#### [DOCUMENT EXTRACT]
#####
Background information
- Born: Joshua Bishop Kelley January 30, 1980 (age 46) Augusta, Georgia, U.S.
- Origin: Evans, Georgia, U.S.
- Genres: Pop rock; blues rock; country;
- Occupations: Singer-songwriter; musician;
- Instruments: Vocals; guitar; keyboards; trombone;
- Years active: 2001–present
- Labels: DNK; Hollywood; Threshold; MCA Nashville;
- Spouse: Katherine Heigl ​(m. 2007)​
- Website: JoshKelley.com

= Josh Kelley =

American musician (born 1980)

Joshua Bishop Kelley (born January 30, 1980) is an American musician and singer-songwriter. Kelley has recorded for Hollywood Records, Threshold Records and DNK Records as a pop rock artist. His songs "Amazing" and "Only You" reached the top ten on the Billboard Adult Top 40 chart.

In 2010, Kelley signed to MCA Nashville and began a country music career. His debut country single, "Georgia Clay", reached the top 20 on the Hot Country Songs charts.

==Early life==
Kelley was born in Augusta, Georgia, to Dr. John W. Kelley, a cardiologist, and Gayle Kelley. Kelley began his musical career at the age of 11. His younger brother, Charles Kelley, is a musician and singer in the country trio Lady A.
#####
#### [PROBLEMS TO SOLVE]
1) Please list every instrument that the Josh Kelley profile says he plays.
2) Write the next part of the Josh Kelley profile, picking up after its final sentence about his brother.
#####
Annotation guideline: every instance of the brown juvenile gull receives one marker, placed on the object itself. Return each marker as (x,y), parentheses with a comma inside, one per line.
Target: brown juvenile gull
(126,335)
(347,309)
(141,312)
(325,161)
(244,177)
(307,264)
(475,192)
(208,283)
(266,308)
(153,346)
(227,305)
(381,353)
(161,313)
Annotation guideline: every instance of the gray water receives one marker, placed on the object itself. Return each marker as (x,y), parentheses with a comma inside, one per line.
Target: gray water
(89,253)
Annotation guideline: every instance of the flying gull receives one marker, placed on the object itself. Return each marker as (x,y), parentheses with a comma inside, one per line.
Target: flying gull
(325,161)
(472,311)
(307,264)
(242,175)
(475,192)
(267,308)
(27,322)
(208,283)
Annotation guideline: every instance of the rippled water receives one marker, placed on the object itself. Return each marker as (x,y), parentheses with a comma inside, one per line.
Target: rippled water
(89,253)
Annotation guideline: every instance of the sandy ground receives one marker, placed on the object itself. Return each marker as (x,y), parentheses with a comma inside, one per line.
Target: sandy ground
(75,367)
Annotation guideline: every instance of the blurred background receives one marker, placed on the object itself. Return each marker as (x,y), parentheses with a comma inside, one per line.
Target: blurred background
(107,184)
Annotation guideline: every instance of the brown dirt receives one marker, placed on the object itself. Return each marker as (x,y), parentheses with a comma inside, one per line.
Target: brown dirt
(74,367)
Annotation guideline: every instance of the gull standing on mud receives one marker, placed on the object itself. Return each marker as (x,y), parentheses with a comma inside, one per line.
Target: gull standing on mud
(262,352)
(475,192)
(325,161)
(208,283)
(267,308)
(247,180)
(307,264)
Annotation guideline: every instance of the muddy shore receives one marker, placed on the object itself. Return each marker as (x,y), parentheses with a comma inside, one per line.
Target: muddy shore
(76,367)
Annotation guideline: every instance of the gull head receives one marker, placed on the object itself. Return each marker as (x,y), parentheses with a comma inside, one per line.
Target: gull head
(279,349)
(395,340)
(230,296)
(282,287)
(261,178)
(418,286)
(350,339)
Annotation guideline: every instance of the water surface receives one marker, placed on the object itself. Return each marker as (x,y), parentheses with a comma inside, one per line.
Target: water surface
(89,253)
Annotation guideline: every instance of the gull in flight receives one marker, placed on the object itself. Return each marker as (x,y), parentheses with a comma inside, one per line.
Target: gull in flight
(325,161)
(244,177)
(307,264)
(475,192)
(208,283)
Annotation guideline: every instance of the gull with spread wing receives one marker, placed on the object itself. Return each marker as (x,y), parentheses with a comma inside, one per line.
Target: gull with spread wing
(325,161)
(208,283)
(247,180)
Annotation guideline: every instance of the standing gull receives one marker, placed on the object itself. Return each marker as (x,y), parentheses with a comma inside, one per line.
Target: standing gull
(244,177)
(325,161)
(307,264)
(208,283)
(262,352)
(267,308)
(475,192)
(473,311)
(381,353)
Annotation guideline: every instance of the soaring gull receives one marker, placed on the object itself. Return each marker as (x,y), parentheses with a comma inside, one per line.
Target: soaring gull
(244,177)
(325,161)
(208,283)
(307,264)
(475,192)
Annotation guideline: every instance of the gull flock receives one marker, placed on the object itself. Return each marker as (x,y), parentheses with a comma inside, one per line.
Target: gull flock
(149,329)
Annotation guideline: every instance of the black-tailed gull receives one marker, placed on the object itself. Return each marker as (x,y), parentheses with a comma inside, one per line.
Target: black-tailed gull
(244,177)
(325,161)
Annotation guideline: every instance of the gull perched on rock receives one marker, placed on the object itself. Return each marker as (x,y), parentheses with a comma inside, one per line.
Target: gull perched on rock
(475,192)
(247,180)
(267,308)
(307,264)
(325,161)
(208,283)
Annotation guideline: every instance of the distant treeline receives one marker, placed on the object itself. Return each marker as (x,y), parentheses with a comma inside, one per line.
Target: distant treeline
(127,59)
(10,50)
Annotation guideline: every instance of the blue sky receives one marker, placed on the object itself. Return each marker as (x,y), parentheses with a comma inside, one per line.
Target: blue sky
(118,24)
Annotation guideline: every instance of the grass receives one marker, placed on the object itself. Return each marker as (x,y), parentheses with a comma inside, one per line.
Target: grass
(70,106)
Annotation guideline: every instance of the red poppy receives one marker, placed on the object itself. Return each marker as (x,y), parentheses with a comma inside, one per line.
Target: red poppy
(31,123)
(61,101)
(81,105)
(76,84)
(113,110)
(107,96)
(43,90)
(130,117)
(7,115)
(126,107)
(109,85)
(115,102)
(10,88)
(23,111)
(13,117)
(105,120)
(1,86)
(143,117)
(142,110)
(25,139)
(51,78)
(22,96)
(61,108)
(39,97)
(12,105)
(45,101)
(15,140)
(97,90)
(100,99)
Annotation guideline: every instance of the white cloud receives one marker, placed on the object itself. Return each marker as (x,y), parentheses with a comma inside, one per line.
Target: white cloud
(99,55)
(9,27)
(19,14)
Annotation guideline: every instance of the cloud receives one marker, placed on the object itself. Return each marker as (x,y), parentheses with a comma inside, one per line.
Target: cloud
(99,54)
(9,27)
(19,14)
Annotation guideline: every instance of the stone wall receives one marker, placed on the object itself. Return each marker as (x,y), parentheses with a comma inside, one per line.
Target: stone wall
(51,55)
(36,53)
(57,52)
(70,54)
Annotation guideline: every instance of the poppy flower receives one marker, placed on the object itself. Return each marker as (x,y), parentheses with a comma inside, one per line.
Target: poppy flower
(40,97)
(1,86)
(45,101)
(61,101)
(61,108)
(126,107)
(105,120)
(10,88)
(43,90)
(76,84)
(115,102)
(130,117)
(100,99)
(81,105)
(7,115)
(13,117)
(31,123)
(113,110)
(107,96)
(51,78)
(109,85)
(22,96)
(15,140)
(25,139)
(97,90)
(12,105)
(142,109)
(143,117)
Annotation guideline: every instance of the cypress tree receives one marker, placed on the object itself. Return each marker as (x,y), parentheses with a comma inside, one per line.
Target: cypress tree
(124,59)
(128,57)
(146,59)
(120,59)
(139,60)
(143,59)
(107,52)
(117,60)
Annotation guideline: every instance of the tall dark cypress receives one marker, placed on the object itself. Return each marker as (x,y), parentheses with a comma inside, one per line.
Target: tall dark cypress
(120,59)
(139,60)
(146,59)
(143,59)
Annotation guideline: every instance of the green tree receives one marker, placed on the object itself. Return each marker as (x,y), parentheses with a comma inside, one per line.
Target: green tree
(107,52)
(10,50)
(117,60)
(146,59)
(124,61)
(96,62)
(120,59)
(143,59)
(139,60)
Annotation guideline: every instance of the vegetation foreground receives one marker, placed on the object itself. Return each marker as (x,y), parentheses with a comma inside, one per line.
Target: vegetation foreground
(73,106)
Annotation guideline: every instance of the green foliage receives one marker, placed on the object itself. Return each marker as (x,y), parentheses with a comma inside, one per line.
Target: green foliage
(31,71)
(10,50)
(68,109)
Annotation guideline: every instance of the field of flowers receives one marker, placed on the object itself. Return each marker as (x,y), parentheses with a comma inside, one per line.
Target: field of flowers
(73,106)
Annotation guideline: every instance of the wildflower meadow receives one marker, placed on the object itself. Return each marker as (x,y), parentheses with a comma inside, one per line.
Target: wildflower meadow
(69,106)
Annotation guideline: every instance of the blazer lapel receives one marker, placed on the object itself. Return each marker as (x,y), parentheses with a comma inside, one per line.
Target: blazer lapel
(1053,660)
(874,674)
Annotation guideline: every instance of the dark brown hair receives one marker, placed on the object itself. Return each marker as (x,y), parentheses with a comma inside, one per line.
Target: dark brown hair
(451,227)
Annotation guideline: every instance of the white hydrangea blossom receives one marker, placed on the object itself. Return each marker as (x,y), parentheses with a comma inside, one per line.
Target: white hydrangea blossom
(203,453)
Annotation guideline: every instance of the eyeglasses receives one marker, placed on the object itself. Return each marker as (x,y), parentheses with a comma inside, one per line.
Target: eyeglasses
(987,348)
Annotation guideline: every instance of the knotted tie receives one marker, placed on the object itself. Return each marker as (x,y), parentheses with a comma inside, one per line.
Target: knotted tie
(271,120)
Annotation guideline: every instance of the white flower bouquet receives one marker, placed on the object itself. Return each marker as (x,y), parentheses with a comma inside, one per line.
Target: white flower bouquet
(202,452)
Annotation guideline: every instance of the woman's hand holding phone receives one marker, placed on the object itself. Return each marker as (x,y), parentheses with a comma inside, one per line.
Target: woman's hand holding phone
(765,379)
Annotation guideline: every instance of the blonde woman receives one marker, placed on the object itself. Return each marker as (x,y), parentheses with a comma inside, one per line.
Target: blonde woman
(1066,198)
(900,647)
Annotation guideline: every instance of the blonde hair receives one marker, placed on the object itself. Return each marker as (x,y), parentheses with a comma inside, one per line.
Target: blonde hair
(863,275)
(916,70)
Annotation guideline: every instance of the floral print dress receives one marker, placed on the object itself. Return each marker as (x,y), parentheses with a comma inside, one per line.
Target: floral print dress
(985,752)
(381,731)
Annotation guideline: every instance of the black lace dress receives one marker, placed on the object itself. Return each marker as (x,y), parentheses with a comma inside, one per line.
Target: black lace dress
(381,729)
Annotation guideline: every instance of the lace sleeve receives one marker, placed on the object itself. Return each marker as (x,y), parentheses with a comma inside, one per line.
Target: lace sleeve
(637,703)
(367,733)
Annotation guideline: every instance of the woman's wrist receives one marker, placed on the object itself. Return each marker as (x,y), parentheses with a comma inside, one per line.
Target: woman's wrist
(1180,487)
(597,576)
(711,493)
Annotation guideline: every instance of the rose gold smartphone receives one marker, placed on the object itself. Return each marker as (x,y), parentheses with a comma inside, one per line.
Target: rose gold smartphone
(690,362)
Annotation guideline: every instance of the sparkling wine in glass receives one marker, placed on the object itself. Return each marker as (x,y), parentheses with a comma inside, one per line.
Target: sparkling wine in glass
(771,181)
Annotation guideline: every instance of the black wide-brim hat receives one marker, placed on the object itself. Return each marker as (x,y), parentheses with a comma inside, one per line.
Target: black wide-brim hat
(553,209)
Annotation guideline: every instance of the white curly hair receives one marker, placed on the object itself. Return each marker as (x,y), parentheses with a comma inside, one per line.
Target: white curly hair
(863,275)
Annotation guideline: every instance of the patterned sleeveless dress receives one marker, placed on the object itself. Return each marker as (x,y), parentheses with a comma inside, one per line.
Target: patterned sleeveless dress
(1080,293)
#####
#### [ANSWERS TO THE EXERCISE]
1) Vocals, guitar, keyboards, trombone

2)
==Music career==
Kelley released his independent album, Changing Faces, in 2001 and signed with Hollywood Records in 2002. Working with John Alagia as his record producer, Kelley released the album, For the Ride Home, on June 3, 2003.

In November 2009, Kelley signed with MCA Nashville and began recording his first country album in 2010.

Kelley released the album New Lane Road in 2016.

===Concert tours===
- Supporting
- Revolution Tour with Miranda Lambert (2011)
- Own the Night Tour with Lady A (2011)
- The Driver Tour with Charles Kelley (2016)

==Personal life==
Kelley met actress Katherine Heigl in spring 2005 when she appeared in his music video "Only You". One year later, in June 2006, they became engaged.

During a taping of Live With Regis and Kelly, Heigl stated that she and Kelley chose to wait until marriage before living together, saying, "I think I just wanted to save something for the actual marriage... I wanted there to be something to make the actual marriage different than the dating or the courtship."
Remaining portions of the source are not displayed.